::: EXERCISE DATA

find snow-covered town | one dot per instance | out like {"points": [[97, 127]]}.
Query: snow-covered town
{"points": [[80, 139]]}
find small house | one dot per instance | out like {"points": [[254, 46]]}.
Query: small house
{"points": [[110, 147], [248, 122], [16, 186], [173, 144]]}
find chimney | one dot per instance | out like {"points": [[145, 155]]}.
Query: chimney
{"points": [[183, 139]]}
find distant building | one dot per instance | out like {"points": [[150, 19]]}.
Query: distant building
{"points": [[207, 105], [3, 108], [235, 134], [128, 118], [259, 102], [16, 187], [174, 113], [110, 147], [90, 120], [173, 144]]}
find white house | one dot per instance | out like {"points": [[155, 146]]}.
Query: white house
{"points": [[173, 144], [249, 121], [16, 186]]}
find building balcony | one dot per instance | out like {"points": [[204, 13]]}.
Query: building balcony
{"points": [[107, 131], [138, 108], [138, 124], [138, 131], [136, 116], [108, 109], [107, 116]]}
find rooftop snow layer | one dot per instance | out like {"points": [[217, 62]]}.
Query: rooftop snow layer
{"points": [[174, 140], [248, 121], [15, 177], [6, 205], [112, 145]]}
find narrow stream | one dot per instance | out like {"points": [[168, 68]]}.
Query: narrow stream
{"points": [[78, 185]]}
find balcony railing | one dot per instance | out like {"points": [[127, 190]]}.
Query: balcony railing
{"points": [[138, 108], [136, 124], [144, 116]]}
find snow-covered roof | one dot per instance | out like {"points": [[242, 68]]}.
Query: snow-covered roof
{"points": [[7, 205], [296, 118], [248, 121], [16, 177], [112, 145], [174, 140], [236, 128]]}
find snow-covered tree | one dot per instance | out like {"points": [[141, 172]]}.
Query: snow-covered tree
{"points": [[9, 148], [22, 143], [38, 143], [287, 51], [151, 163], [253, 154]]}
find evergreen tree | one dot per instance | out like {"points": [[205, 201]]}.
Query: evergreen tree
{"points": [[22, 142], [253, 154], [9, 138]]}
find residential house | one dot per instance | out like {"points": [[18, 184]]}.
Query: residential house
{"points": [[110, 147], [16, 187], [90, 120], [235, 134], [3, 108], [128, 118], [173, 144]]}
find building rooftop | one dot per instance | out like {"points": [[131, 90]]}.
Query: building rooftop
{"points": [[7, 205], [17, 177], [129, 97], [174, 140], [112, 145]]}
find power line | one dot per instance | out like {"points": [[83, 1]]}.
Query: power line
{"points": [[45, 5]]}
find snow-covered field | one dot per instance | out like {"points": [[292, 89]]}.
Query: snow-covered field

::::::

- **REQUIRED TASK**: Can you substitute "one point per object" for every "one dot per instance" in the records above and give them back with everything else unchanged?

- **WRITTEN SOLUTION**:
find snow-covered town | one point per object | out like {"points": [[97, 127]]}.
Query: snow-covered town
{"points": [[80, 139]]}
find small house | one point per object | out like {"points": [[254, 46]]}.
Query: small house
{"points": [[110, 147], [248, 122], [16, 186], [173, 144]]}
find chimney | one point per object | out like {"points": [[145, 155]]}.
Query: chimney
{"points": [[183, 139]]}
find distant building | one point per object | out like {"points": [[150, 19]]}.
Query: distant building
{"points": [[207, 105], [3, 108], [235, 134], [128, 118], [259, 102], [16, 187], [174, 113], [110, 147], [90, 120], [173, 144]]}
find white house | one point per object | out like {"points": [[155, 146]]}.
Query: white house
{"points": [[173, 144], [249, 121], [16, 186]]}
find building balcony | one point per object | out like {"points": [[204, 13]]}.
Query: building balcony
{"points": [[107, 131], [138, 108], [138, 124], [138, 131], [136, 116], [108, 109], [107, 116]]}
find rooftop snow layer | one point per object | out like {"points": [[217, 62]]}.
Query: rooftop snow layer
{"points": [[174, 140], [248, 121], [15, 177], [6, 205], [112, 145]]}
find narrow stream | one point per object | out like {"points": [[168, 68]]}.
Query: narrow stream
{"points": [[78, 185]]}
find balcony railing | one point per object | out like {"points": [[127, 190]]}.
Query: balcony railing
{"points": [[138, 108], [136, 124], [144, 116]]}
find snow-covered roof | one point per object | out like {"points": [[242, 68]]}.
Query: snow-covered roof
{"points": [[7, 205], [296, 118], [248, 121], [16, 177], [112, 145], [174, 140], [236, 128]]}
find snow-covered tree | one point per object | out like {"points": [[141, 172]]}.
Query: snow-covered tree
{"points": [[9, 148], [22, 143], [38, 143], [287, 51], [151, 163], [253, 154]]}
find evergreen tree | one point per object | out like {"points": [[205, 201]]}.
Query: evergreen tree
{"points": [[22, 142], [253, 154], [9, 138]]}
find residential house | one point per object | out like {"points": [[18, 184]]}.
Query: residential house
{"points": [[110, 147], [16, 187], [90, 120], [235, 134], [3, 108], [128, 118], [173, 144]]}
find building rooftop | one point per object | out like {"points": [[131, 90]]}.
Query: building rooftop
{"points": [[7, 205], [17, 177], [129, 97], [174, 140], [112, 145]]}
find power line | one point per object | out like {"points": [[83, 1]]}.
Query: power line
{"points": [[45, 5]]}
find snow-covered field | one point per object | out like {"points": [[292, 89]]}.
Query: snow-covered field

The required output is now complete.